*Records shown:*
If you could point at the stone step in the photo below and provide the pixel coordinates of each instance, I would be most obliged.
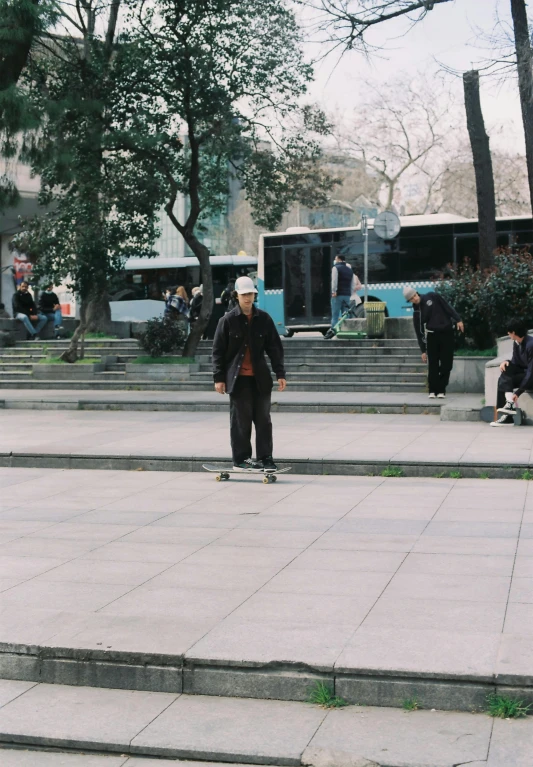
(120, 723)
(25, 381)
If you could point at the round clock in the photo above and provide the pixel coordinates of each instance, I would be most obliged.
(387, 225)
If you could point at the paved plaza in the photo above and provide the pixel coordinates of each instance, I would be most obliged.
(303, 436)
(395, 575)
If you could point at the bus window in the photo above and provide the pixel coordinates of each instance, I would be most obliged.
(320, 276)
(273, 269)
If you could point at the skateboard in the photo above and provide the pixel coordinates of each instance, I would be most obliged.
(223, 472)
(519, 417)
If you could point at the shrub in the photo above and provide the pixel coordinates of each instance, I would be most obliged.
(486, 299)
(163, 335)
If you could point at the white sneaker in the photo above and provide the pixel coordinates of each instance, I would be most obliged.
(503, 420)
(509, 408)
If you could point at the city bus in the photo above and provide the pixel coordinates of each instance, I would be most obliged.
(139, 291)
(294, 267)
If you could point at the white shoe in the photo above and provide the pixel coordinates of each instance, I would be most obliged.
(509, 408)
(503, 420)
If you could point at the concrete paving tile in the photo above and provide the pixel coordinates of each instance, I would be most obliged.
(211, 577)
(260, 642)
(437, 614)
(11, 689)
(436, 652)
(336, 582)
(365, 542)
(437, 544)
(104, 571)
(85, 532)
(62, 596)
(193, 604)
(523, 567)
(243, 556)
(511, 743)
(199, 519)
(47, 548)
(473, 588)
(205, 727)
(143, 552)
(389, 527)
(475, 529)
(20, 758)
(525, 547)
(515, 658)
(522, 590)
(311, 609)
(266, 522)
(290, 539)
(171, 535)
(519, 619)
(389, 736)
(82, 715)
(361, 561)
(457, 564)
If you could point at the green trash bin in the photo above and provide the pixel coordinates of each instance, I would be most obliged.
(375, 318)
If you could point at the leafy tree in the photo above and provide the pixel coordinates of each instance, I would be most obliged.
(487, 298)
(101, 205)
(216, 90)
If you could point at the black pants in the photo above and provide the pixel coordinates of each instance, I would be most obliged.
(440, 345)
(508, 381)
(247, 406)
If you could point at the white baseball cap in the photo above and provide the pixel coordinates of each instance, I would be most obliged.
(245, 285)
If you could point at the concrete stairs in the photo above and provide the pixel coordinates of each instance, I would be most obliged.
(313, 365)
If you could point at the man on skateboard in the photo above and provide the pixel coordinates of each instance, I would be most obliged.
(516, 373)
(240, 369)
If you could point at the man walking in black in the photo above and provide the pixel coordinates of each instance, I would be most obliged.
(240, 369)
(434, 318)
(516, 373)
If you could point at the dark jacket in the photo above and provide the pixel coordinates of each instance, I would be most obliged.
(523, 357)
(23, 303)
(47, 301)
(232, 335)
(433, 313)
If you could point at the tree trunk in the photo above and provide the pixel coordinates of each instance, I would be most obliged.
(479, 141)
(524, 62)
(198, 328)
(95, 317)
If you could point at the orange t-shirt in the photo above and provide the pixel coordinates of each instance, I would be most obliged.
(247, 368)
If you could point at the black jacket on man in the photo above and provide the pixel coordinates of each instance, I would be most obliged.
(435, 314)
(523, 358)
(233, 333)
(23, 303)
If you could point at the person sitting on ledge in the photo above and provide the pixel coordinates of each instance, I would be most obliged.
(25, 311)
(516, 374)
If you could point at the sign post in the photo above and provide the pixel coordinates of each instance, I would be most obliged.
(364, 232)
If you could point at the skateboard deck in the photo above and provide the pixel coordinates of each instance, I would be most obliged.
(519, 417)
(223, 472)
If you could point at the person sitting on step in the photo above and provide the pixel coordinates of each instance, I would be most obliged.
(25, 311)
(516, 374)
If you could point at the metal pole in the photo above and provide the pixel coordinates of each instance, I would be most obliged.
(364, 232)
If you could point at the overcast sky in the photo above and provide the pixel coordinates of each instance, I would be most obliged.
(449, 34)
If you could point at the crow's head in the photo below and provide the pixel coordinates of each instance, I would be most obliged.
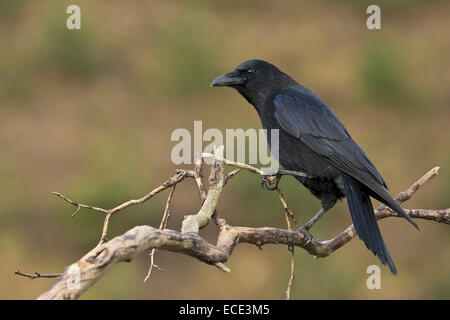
(254, 79)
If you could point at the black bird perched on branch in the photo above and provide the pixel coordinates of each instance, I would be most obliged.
(314, 141)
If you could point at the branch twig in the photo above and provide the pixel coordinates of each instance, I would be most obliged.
(124, 247)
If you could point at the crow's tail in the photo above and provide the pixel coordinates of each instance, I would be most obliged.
(364, 221)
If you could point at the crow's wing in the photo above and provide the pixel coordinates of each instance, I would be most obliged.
(304, 116)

*Goal:* Copy out the listing exactly as it stands, but not the pictures.

*Response:*
If you could point at the stone step in the photo below and provide the pixel coordinates of each instance, I would be most obliged.
(120, 723)
(25, 381)
If you could point at the round clock in the photo above and provide the pixel coordinates of each instance, I would be most obliged.
(387, 225)
If you could point at the paved plaza in the photo above and provide the pixel coordinates of each instance, I would be most obliged.
(303, 436)
(395, 575)
If you could point at the bus window in the photo above and provide the pixel coordinates of each instance, I would be most obliged.
(320, 276)
(273, 269)
If you could point at the skateboard in the photo above and provide the pixel coordinates of each instance, I would be most obliged.
(223, 472)
(519, 417)
If you could point at the shrub in the photo above and provide the pixel coordinates of each instance, I would be most obliged.
(486, 299)
(163, 335)
If you could point at the white sneaker in the photo above and provide the pixel coordinates of each instance, I would be most obliged.
(503, 420)
(509, 408)
If you could point at the city bus in the photo above and provide the pixel coordinates of each instance, I would be most obliged.
(139, 291)
(294, 267)
If you could point at the white shoe in the photo above and provide the pixel coordinates of each instance, I would be most obliged.
(509, 408)
(503, 420)
If you could point at the concrete paving tile in the photo above and provide the pixel coordinates of each instance, I would be most obliged.
(211, 577)
(260, 642)
(437, 614)
(11, 689)
(436, 652)
(336, 582)
(365, 542)
(437, 544)
(104, 571)
(85, 532)
(62, 596)
(193, 604)
(523, 567)
(243, 556)
(511, 743)
(199, 519)
(47, 548)
(473, 588)
(205, 727)
(143, 552)
(389, 527)
(475, 529)
(20, 758)
(525, 547)
(515, 658)
(522, 590)
(311, 609)
(266, 522)
(290, 539)
(171, 535)
(519, 619)
(389, 736)
(82, 715)
(361, 561)
(457, 564)
If you could point at the green trash bin in the photo above and provide the pixel coordinates of each instance, I would be most obliged.
(375, 318)
If you could point at the leafy tree in the photo above and provide the pixel coordinates of each instance, I would be most obliged.
(487, 298)
(101, 205)
(216, 90)
If you could point at the black pants in the photo above and provide the pixel coordinates of each instance, I would be most obliged.
(440, 345)
(508, 381)
(247, 406)
If you could point at the white baseball cap in the photo above and provide the pixel coordinates of each instance, I would be most obliged.
(245, 285)
If you could point at the concrete stairs in the photo above and provide the pixel coordinates of each instance, I would be most obliged.
(313, 365)
If you could point at the man on skateboard in the photo above and provide the pixel coordinates of each instance, I would be most obliged.
(516, 373)
(240, 369)
If you could point at the man walking in black in the photo above and provide the pixel coordinates of each instance, I would be most obliged.
(240, 369)
(434, 318)
(516, 373)
If you could point at the dark jacket in the photo above and provide the pixel coordinates of each instance, I would be most obliged.
(523, 357)
(23, 303)
(47, 301)
(232, 335)
(433, 313)
If you could point at the tree trunk in the photo above and provide the pixel coordinates of each instance, I would be most obliged.
(479, 141)
(524, 62)
(198, 328)
(95, 317)
If you could point at the orange t-shirt in the photo above and provide the pixel coordinates of each instance, I would be most obliged.
(247, 368)
If you could point at the black jacket on man in the photo above and provide the pixel coordinates of each instance, I would be most obliged.
(435, 314)
(523, 358)
(233, 333)
(23, 303)
If you could point at the person sitting on ledge in the photo above and provide the pixel coordinates of each instance, I would be most obliged.
(25, 311)
(516, 374)
If you could point at the sign post in the photo above and provide the pixel coordinates of each instance, I would be most obliged.
(364, 232)
If you could point at the skateboard deck in the photo above and provide the pixel coordinates of each instance, I would be most obliged.
(519, 417)
(223, 472)
If you could point at the person sitting on step in the photo above and provide the pixel coordinates of each instance, I would be most obliged.
(25, 311)
(516, 374)
If you could point at the metal pole in the photo above and provide the pixel coordinates of each instance, I would be most obliged.
(364, 232)
If you could point at the overcast sky in the photo above and provide the pixel coordinates of each instance, I would be most obliged.
(449, 34)
If you could point at the crow's head in the photo below and provide the pixel coordinates of each instance, I would be most obliged.
(254, 79)
If you could point at the black bird perched on branch in the photo above and provide the pixel coordinates of each instance, I would be most obliged.
(314, 141)
If you could point at the branch twig in the photo above and provide the pixel coordinates of each instance, I would be most obliged.
(124, 247)
If you could point at the crow's tail in the photo above and provide the pixel coordinates of each instance, I would be most obliged.
(364, 221)
If you could point at the crow's wing in the photo above and provide the pixel coordinates of each instance, I would be most obliged.
(304, 116)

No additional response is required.